Given problem
Turn every line of the records below into a numbered list, skipping blank lines and leaving out the pictures.

* start *

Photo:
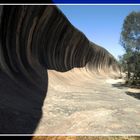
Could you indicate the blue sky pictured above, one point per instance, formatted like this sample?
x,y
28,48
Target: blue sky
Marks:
x,y
101,24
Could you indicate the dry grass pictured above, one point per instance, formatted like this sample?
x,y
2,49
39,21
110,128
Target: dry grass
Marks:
x,y
86,138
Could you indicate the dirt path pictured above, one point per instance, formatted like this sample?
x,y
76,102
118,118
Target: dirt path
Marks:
x,y
80,103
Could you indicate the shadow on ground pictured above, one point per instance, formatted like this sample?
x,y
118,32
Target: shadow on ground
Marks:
x,y
120,85
20,105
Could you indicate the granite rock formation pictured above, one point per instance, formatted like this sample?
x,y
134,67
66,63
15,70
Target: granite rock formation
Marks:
x,y
34,39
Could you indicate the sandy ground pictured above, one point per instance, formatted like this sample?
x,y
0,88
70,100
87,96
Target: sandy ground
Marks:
x,y
79,102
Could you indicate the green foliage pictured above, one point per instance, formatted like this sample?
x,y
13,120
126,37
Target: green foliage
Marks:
x,y
130,40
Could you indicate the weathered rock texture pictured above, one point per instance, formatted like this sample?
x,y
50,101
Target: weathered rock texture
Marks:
x,y
34,39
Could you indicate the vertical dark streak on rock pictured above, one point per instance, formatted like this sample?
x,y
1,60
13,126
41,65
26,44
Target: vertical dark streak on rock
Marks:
x,y
34,39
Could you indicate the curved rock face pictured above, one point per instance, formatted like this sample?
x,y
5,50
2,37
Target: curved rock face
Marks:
x,y
34,39
36,36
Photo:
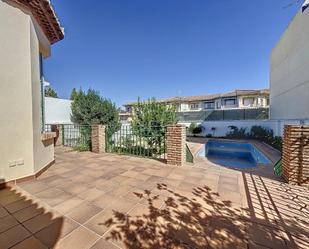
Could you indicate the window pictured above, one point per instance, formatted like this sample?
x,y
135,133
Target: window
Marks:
x,y
248,101
194,106
209,105
230,102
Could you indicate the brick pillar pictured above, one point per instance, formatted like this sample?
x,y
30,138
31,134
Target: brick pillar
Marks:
x,y
98,139
176,144
295,154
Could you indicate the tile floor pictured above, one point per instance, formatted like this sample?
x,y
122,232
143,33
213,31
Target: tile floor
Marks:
x,y
109,201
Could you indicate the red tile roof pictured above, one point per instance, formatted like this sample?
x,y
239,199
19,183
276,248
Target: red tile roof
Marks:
x,y
43,12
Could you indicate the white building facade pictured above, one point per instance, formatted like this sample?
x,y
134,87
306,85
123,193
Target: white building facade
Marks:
x,y
289,72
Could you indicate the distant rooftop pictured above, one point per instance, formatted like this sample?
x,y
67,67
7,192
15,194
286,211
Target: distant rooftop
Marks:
x,y
210,97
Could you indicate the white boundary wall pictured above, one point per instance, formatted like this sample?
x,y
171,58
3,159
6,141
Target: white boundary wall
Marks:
x,y
222,127
57,111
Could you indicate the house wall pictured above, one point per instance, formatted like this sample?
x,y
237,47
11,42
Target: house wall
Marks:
x,y
57,111
43,152
222,127
22,152
289,74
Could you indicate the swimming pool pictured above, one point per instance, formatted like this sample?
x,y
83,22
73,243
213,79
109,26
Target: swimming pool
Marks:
x,y
233,154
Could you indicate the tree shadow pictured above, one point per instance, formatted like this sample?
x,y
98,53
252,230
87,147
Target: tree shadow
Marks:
x,y
24,222
196,219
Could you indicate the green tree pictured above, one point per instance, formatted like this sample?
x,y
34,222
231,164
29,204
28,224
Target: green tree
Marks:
x,y
149,122
74,93
49,92
90,108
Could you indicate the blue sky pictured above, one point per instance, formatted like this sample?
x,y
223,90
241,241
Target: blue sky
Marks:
x,y
163,48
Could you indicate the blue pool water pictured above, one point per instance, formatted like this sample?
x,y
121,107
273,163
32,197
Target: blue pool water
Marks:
x,y
233,154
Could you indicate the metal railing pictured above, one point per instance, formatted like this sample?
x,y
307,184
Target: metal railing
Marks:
x,y
135,140
72,134
224,114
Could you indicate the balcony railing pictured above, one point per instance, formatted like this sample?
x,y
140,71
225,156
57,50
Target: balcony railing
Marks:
x,y
224,114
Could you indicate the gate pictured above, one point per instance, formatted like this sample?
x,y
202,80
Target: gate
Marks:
x,y
73,135
143,141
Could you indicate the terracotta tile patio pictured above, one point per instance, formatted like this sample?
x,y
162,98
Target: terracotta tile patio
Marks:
x,y
88,200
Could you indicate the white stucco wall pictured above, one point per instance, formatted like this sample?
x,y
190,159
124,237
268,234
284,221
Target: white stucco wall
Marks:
x,y
57,111
20,116
222,127
289,76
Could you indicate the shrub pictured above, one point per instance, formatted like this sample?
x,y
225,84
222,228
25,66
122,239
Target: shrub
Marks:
x,y
192,126
149,122
197,130
81,147
90,108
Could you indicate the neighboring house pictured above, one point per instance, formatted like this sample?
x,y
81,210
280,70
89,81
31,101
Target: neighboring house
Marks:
x,y
27,31
57,111
289,71
238,99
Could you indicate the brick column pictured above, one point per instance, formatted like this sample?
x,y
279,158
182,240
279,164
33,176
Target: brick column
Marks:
x,y
176,145
98,139
295,154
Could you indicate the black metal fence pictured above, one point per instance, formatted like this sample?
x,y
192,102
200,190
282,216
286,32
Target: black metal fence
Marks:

* end *

Finished task
1. Photo:
2. Could you indicate the blue sky pictured above, one point per instance, formatted like this sample?
3. x,y
4. 28,48
5. Target: blue sky
6. Marks:
7. x,y
8. 101,24
9. Could you indicate the dry grass pictured above, one point per instance, formatted like this sample?
10. x,y
11. 2,49
12. 39,21
13. 110,128
14. Target: dry grass
15. Marks:
16. x,y
17. 86,138
18. Could you indicate the dirt path pictured above, one point per instance, formatted like this sample?
19. x,y
20. 76,102
21. 118,118
22. Target: dirt path
23. Marks:
24. x,y
25. 80,103
26. Could you indicate the shadow on ground pictured above, one point per instance, formatted like this sample?
27. x,y
28. 118,32
29. Target: shadow on ground
30. Marks:
31. x,y
32. 120,85
33. 20,105
34. Could you indicate the granite rock formation pictured above, one point per instance, formatted like this sample?
35. x,y
36. 134,67
37. 66,63
38. 15,70
39. Target: granite rock formation
40. Marks:
41. x,y
42. 34,39
43. Could you indicate the sandy ground pictured above, one point per instance, formatted like this sample?
44. x,y
45. 0,88
46. 70,100
47. 87,96
48. Target: sandy ground
49. Marks:
50. x,y
51. 79,102
52. Could you indicate the green foliage pictured above, one point per instance, formatted like this sample?
53. x,y
54. 13,120
55. 126,37
56. Target: green foliage
57. Marks:
58. x,y
59. 130,40
60. Could you indicate the weathered rock texture pictured above, one point per instance, formatted like this sample?
61. x,y
62. 50,101
63. Target: weathered rock texture
64. Marks:
65. x,y
66. 34,39
67. Could you indicate the vertical dark streak on rock pictured above, one point per instance, formatted like this sample?
68. x,y
69. 1,60
70. 13,126
71. 41,65
72. 26,44
73. Target: vertical dark streak on rock
74. Marks:
75. x,y
76. 34,39
77. Could you indicate the curved rock face pictured above, one point per instance, formatted like this sample?
78. x,y
79. 5,50
80. 2,37
81. Target: curved rock face
82. Marks:
83. x,y
84. 34,39
85. 36,36
86. Photo:
87. Could you indicate the window pictured above, one point per instance, formatted like this sample?
88. x,y
89. 135,133
90. Target: window
91. Marks:
92. x,y
93. 248,101
94. 194,106
95. 209,105
96. 230,102
97. Could you indicate the brick pillar pictured above, one point per instance, formatted like this sample?
98. x,y
99. 30,138
100. 31,134
101. Target: brick pillar
102. Marks:
103. x,y
104. 98,139
105. 176,144
106. 295,154
107. Could you indicate the tile floor pictured above, one point per instance, formatted like this sample?
108. x,y
109. 122,232
110. 143,33
111. 213,31
112. Target: tile floor
113. Marks:
114. x,y
115. 109,201
116. Could you indicate the red tile roof pictured above, one point per instance, formatted like this sample?
117. x,y
118. 239,199
119. 19,183
120. 276,248
121. Target: red tile roof
122. Marks:
123. x,y
124. 43,12
125. Could you indicate the white building facade pictured above, one point per instance, formatted like this sample?
126. x,y
127. 134,87
128. 306,85
129. 123,193
130. Target: white building facade
131. Marks:
132. x,y
133. 289,72
134. Could you indicate the distant rooftop pictured above, one point per instance, formatted like this sample?
135. x,y
136. 67,67
137. 7,192
138. 15,194
139. 286,211
140. Target: distant rooftop
141. Marks:
142. x,y
143. 210,97
144. Could you indicate the white boundary wall pictured above, one point per instance, formatted like this sample?
145. x,y
146. 171,58
147. 3,159
148. 6,141
149. Target: white boundary wall
150. Marks:
151. x,y
152. 222,127
153. 57,111
154. Could you indicate the house wall pictured above, one point per instance, formatted like this sample?
155. x,y
156. 237,47
157. 11,42
158. Target: house wall
159. Marks:
160. x,y
161. 57,111
162. 43,152
163. 222,127
164. 22,152
165. 289,74
166. Could you indicate the swimming pool pictured above, one point per instance, formatted like this sample?
167. x,y
168. 83,22
169. 73,243
170. 213,79
171. 109,26
172. Target: swimming pool
173. Marks:
174. x,y
175. 233,154
176. Could you indicate the tree shadow pictured above, one point per instance, formatted like this sample?
177. x,y
178. 98,53
179. 252,230
180. 87,147
181. Target: tree shadow
182. Marks:
183. x,y
184. 24,222
185. 196,219
186. Could you indicate the green tree pictured above, one point per instance, formatted like this sample?
187. x,y
188. 34,222
189. 231,164
190. 29,204
191. 28,224
192. Target: green tree
193. Marks:
194. x,y
195. 149,122
196. 74,93
197. 49,92
198. 90,108
199. Could you indicate the blue sky pictured above, one point per instance, formatted like this sample?
200. x,y
201. 223,90
202. 241,241
203. Target: blue sky
204. Marks:
205. x,y
206. 163,48
207. Could you indicate the blue pool water pictured above, one point per instance, formatted like this sample?
208. x,y
209. 121,107
210. 273,163
211. 32,197
212. Target: blue pool water
213. Marks:
214. x,y
215. 233,154
216. Could you indicate the metal railing pictured above, one point per instance, formatted like this sample?
217. x,y
218. 307,184
219. Target: metal railing
220. Marks:
221. x,y
222. 135,140
223. 72,134
224. 224,114
225. Could you indicate the balcony railing pictured above, one point per instance, formatted like this sample?
226. x,y
227. 140,71
228. 225,156
229. 57,50
230. Target: balcony railing
231. Marks:
232. x,y
233. 224,114
234. Could you indicate the gate pictured above, one point per instance, formatted like this sample?
235. x,y
236. 202,80
237. Target: gate
238. Marks:
239. x,y
240. 73,135
241. 143,141
242. Could you indicate the terracotta tile patio pictured above, one point per instance, formatted like this sample?
243. x,y
244. 162,98
245. Target: terracotta tile patio
246. Marks:
247. x,y
248. 88,200
249. Could you indicate the white stucco wall pictured above, one point per instance, formatted like this sample?
250. x,y
251. 190,159
252. 124,237
253. 268,234
254. 284,221
255. Target: white stucco wall
256. Marks:
257. x,y
258. 57,111
259. 20,116
260. 222,127
261. 289,76
262. Could you indicate the shrub pictured above, one point per instance, formatted like this sample?
263. x,y
264. 225,84
265. 222,228
266. 25,66
267. 122,239
268. Target: shrub
269. Marks:
270. x,y
271. 192,126
272. 149,122
273. 197,130
274. 81,147
275. 90,108
276. Could you indicate the neighboring house pictured above, one point per instance, formatted like this sample?
277. x,y
278. 81,210
279. 280,70
280. 89,81
281. 31,101
282. Target: neighboring house
283. Marks:
284. x,y
285. 27,31
286. 57,111
287. 289,71
288. 238,99
289. Could you indicate the brick column pictured above, one point per instance, formatted like this sample?
290. x,y
291. 279,158
292. 182,240
293. 279,164
294. 33,176
295. Target: brick column
296. Marks:
297. x,y
298. 176,145
299. 98,139
300. 295,154
301. Could you indicate the black metal fence pictured above, one point per instance, formatted like this sample?
302. x,y
303. 192,102
304. 200,190
305. 282,216
306. 286,32
307. Target: black metal fence
308. Marks:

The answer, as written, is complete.